● **PROVIDED MATERIAL**
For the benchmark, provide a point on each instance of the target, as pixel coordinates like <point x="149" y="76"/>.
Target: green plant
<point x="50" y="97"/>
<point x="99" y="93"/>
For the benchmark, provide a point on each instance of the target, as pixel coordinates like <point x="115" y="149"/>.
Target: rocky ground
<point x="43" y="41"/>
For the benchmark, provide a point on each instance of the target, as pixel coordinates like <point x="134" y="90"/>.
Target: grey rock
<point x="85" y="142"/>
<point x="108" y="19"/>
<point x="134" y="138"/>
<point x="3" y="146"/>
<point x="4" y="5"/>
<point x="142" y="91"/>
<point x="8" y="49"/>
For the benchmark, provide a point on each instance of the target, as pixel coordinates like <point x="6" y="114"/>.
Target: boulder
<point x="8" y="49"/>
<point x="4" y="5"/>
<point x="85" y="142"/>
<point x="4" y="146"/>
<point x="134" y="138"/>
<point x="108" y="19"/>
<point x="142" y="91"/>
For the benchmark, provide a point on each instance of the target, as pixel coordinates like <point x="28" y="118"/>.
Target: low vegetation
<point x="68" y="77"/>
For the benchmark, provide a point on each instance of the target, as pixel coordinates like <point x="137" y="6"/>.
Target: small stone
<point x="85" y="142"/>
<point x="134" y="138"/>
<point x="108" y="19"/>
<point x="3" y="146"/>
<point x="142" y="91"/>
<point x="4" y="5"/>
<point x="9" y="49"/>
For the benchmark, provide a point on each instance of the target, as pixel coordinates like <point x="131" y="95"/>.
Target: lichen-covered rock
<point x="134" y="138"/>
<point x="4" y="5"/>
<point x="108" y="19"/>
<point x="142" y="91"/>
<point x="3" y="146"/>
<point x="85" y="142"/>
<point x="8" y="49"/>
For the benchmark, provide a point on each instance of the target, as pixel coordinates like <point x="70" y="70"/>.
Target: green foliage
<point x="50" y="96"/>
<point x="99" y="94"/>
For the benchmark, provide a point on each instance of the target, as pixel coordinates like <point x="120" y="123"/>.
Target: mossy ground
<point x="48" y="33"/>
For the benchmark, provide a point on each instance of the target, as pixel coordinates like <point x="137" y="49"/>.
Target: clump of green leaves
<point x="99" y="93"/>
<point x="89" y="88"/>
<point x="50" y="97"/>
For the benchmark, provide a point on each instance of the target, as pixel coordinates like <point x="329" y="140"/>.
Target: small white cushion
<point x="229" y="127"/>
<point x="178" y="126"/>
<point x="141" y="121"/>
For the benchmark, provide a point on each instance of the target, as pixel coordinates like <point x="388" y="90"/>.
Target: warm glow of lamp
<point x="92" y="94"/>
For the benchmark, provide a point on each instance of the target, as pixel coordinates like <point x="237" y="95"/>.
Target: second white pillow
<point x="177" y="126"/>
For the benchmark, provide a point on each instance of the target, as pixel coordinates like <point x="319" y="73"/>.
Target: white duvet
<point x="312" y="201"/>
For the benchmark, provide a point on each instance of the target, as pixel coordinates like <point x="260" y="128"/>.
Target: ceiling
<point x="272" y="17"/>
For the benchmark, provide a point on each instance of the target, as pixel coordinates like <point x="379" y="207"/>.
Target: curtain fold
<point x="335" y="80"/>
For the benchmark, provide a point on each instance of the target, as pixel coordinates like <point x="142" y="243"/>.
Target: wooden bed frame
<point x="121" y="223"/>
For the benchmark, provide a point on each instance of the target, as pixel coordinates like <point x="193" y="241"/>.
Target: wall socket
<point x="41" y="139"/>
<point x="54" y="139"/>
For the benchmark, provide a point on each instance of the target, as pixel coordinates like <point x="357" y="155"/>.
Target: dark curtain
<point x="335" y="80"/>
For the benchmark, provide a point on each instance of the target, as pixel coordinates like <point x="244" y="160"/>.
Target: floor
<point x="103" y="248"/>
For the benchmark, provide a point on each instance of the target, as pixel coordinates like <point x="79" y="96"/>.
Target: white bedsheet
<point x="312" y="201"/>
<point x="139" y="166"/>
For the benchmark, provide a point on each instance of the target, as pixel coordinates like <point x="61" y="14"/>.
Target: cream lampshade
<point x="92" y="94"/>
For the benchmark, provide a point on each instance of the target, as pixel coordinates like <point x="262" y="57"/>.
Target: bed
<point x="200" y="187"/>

● **WORK INSTRUCTIONS**
Return the material in full, exactly as shown.

● **TASK RESULT**
For the benchmark, provide a point on each instance of the target, as pixel coordinates like <point x="149" y="76"/>.
Target: green plant
<point x="50" y="97"/>
<point x="99" y="93"/>
For the benchmark, provide a point on each instance of the target, as pixel coordinates like <point x="115" y="149"/>.
Target: rocky ground
<point x="43" y="41"/>
For the benchmark, provide a point on each instance of the target, as pixel coordinates like <point x="134" y="90"/>.
Target: grey rock
<point x="85" y="142"/>
<point x="108" y="19"/>
<point x="134" y="138"/>
<point x="3" y="146"/>
<point x="4" y="5"/>
<point x="142" y="91"/>
<point x="8" y="49"/>
For the benchmark, provide a point on each instance of the target, as pixel coordinates like <point x="6" y="114"/>.
Target: boulder
<point x="8" y="49"/>
<point x="4" y="5"/>
<point x="85" y="142"/>
<point x="4" y="146"/>
<point x="134" y="138"/>
<point x="108" y="19"/>
<point x="142" y="91"/>
For the benchmark, provide a point on each instance of the target, as pixel coordinates like <point x="28" y="118"/>.
Target: low vegetation
<point x="68" y="77"/>
For the benchmark, provide a point on each instance of the target, as pixel coordinates like <point x="137" y="6"/>.
Target: small stone
<point x="85" y="142"/>
<point x="134" y="138"/>
<point x="108" y="19"/>
<point x="3" y="146"/>
<point x="142" y="91"/>
<point x="4" y="5"/>
<point x="9" y="49"/>
For the benchmark, provide a point on each instance of the target, as pixel coordinates like <point x="131" y="95"/>.
Target: lichen-covered rock
<point x="134" y="138"/>
<point x="4" y="5"/>
<point x="108" y="19"/>
<point x="142" y="91"/>
<point x="3" y="146"/>
<point x="85" y="142"/>
<point x="8" y="49"/>
For the benchmark, provide a point on each instance of the target, as pixel coordinates like <point x="70" y="70"/>.
Target: green foliage
<point x="50" y="96"/>
<point x="99" y="94"/>
For the benchmark, provide a point on each instance of the target, as pixel coordinates like <point x="120" y="123"/>.
Target: mossy ground
<point x="48" y="33"/>
For the benchmark, provide a point on each instance of the target, as pixel coordinates like <point x="137" y="49"/>.
Target: clump of green leaves
<point x="99" y="93"/>
<point x="89" y="88"/>
<point x="50" y="97"/>
For the benchmark, provide a point on each instance of the target, as pixel coordinates like <point x="329" y="140"/>.
Target: small white cushion
<point x="229" y="127"/>
<point x="178" y="126"/>
<point x="141" y="121"/>
For the benchmark, provide a point on each instance of the target, as pixel coordinates like <point x="388" y="90"/>.
Target: warm glow of lamp
<point x="92" y="94"/>
For the benchmark, provide a point on each instance of the target, as pixel coordinates like <point x="237" y="95"/>.
Target: second white pillow
<point x="177" y="126"/>
For the benchmark, provide a point on each instance of the target, as pixel coordinates like <point x="319" y="73"/>.
Target: white duvet
<point x="312" y="201"/>
For the benchmark, provide a point on each instance of the target, as pixel coordinates like <point x="260" y="128"/>.
Target: ceiling
<point x="272" y="17"/>
For the benchmark, provide a point on each instance of the target, as pixel coordinates like <point x="379" y="207"/>.
Target: curtain fold
<point x="335" y="80"/>
For the benchmark, provide a point on each instance of the target, as pixel coordinates like <point x="142" y="243"/>.
Target: wooden bed frame
<point x="121" y="223"/>
For the benchmark, provide a point on each instance of the target, as pixel coordinates like <point x="193" y="241"/>.
Target: wall socket
<point x="41" y="139"/>
<point x="54" y="139"/>
For the benchmark, provide a point on each instance of the target, as pixel coordinates like <point x="357" y="155"/>.
Target: dark curtain
<point x="335" y="80"/>
For the benchmark, provide a point on each instance of the target, as pixel coordinates like <point x="244" y="160"/>.
Target: floor
<point x="103" y="248"/>
For the benchmark, provide a point on each instance of the target, as pixel coordinates like <point x="79" y="96"/>.
Target: white bedsheet
<point x="312" y="201"/>
<point x="139" y="166"/>
For the benchmark, provide a point on each instance of the target, as pixel coordinates like <point x="61" y="14"/>.
Target: cream lampshade
<point x="92" y="94"/>
For the benchmark, provide a point on each instance of the target, as pixel coordinates like <point x="262" y="57"/>.
Target: bed
<point x="200" y="187"/>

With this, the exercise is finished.